Daftar Tugas:
- A) Perbarui bagian teks tentang sanksi bagi koruptor kelas kakap yang dibuka dengan kata-kata "Karena para koruptor" dan ditutup dengan "beragama ISLAM ??". Tulis ulang bagian itu dengan mengganti "Wakil Rakyat" menjadi "Anggota Dewan".
- B) Tuliskan lanjutan teks tentang sanksi bagi koruptor kelas kakap, dimulai setelah kalimat terakhir yang tertera.

Kutipan Teks:
....
Tidak seperti biasanya kolom ini ditutup dengan ayat, maka sekali ini kita mulai dengan ayat. Mengapa? Hari ini tepat 2008 – 1945 = 63 tahun bangsa Indonesia "merdeka". Merdeka di antara dua tanda kutip sebab kita ini pada hakikatnya belum merdeka, di bidang politik, ekonomi, membuat dan menjalankan hukum positif. Tetapi bukan itu yang akan dibahas, melainkan seperti ayat (5:38) dan judul di atas, sanksi bagi koruptor kelas kakap.

Karena para koruptor kelas kakap itu lebih banyak yang beragama Islam, maka agama Islamlah yang disalahkan. Saya pungut dari cyber space. Seorang yang memakai nama leonardo rimba (tentu ini nama samaran, sebab di cyber tidak banyak yang berlaku jantan yang memakai nama sebenarnya) yang menulis seperti berikut: Nggak usah jauh-jauh, lihat saja semua Wakil Rakyat itu. Lihat saja semua Hakim-Hakim itu. Apakah mereka itu bukan orang beragama ??? Apakah mereka bukan beragama ISLAM ??
....
Cuplikan Data:

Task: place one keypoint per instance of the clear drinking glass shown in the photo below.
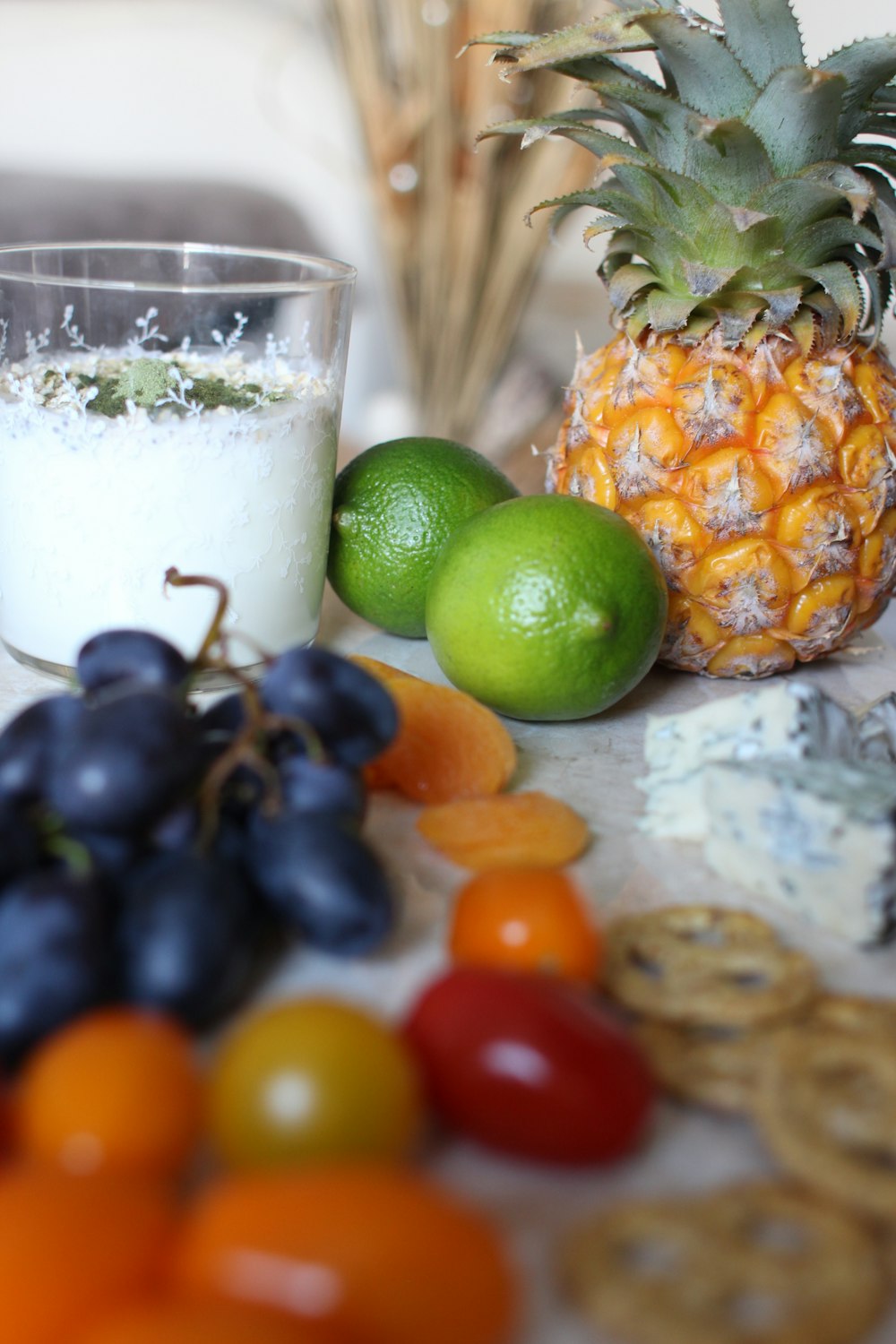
....
Hasil yang Diharapkan:
- A)
Karena para koruptor kelas kakap itu lebih banyak yang beragama Islam, maka agama Islamlah yang disalahkan. Saya pungut dari cyber space. Seorang yang memakai nama leonardo rimba (tentu ini nama samaran, sebab di cyber tidak banyak yang berlaku jantan yang memakai nama sebenarnya) yang menulis seperti berikut: Nggak usah jauh-jauh, lihat saja semua Anggota Dewan itu. Lihat saja semua Hakim-Hakim itu. Apakah mereka itu bukan orang beragama ??? Apakah mereka bukan beragama ISLAM ??

- B)
Ada yang mengaggap agama dan sanksi hukum itu tidak ada gunanya, seperti pernyataan Anak Bangsa (ini jelas nama samaran juga): Jadi permasalahannya bukan hukum yang di gunakan atau sangsinya (saya tidak ubah ejaannya-HMNA-) tapi kembali pada individu tersebut mempunyai itikad tidak baik (=berniat jahat -HMNA) dalam melakukan kesaharian meraka, terus kalo mereka beragama kenapa juga melakukan tindakan tercela yang sudah jelas jelas dilarang agama.

Leo menyalahkan agama Islam, Anak Bangsa menyepelekan agama dan sanksi hukum. Siapapun juga yang berpandangan demikian, jawabannya sangat sederhana: Apakah Syari'at Islam sudah dijalankan di Indonesia ini sesuai dengan amanat Konstitusi, Dekrit 5 Juli ???

Dekrit 5 Juli 1959
Bahwa kami berkeyakinan bahwa Piagam Jakarta tertanggal 22 Juni 1945 menjiwai Undang-undang Dasar 1945 dan adalah merupakan suatu rangkaian kesatuan dengan konstitusi tersebut;
Maka atas dasar-dasar tersebut di atas,
KAMI PRESIDEN REPUBLIK INDONESIA/PANGLIMA TERTINGGI ANGKATAN PERANG,
Menetapkan pembubaran Konstituante;
Menetapkan Undang-undang Dasar 1945 berlaku lagi bagi segenap bangsa Indonesia dan seluruh tumpah-darah Indonesia, terhitung mulai hari tanggal penetapan dekrit ini, dan tidak berlakunya lagi Undang-undang Dasar Sementara.
Pembentukan Majelis Permusyawaratan Rakyat Sementara, yang terdiri atas anggota-anggota Dewan Perwakilan Rakyat ditambah dengan utusan-utusan dari daerah-daerah dan golongan-golongan serta pembentukan Dewan Pertimbangan Agung Sementara, akan diselenggarakan dalam waktu yang sesingkat-singkatnya.

Ditetapkan di Jakarta.
Pada tanggal 5 Juli 1959.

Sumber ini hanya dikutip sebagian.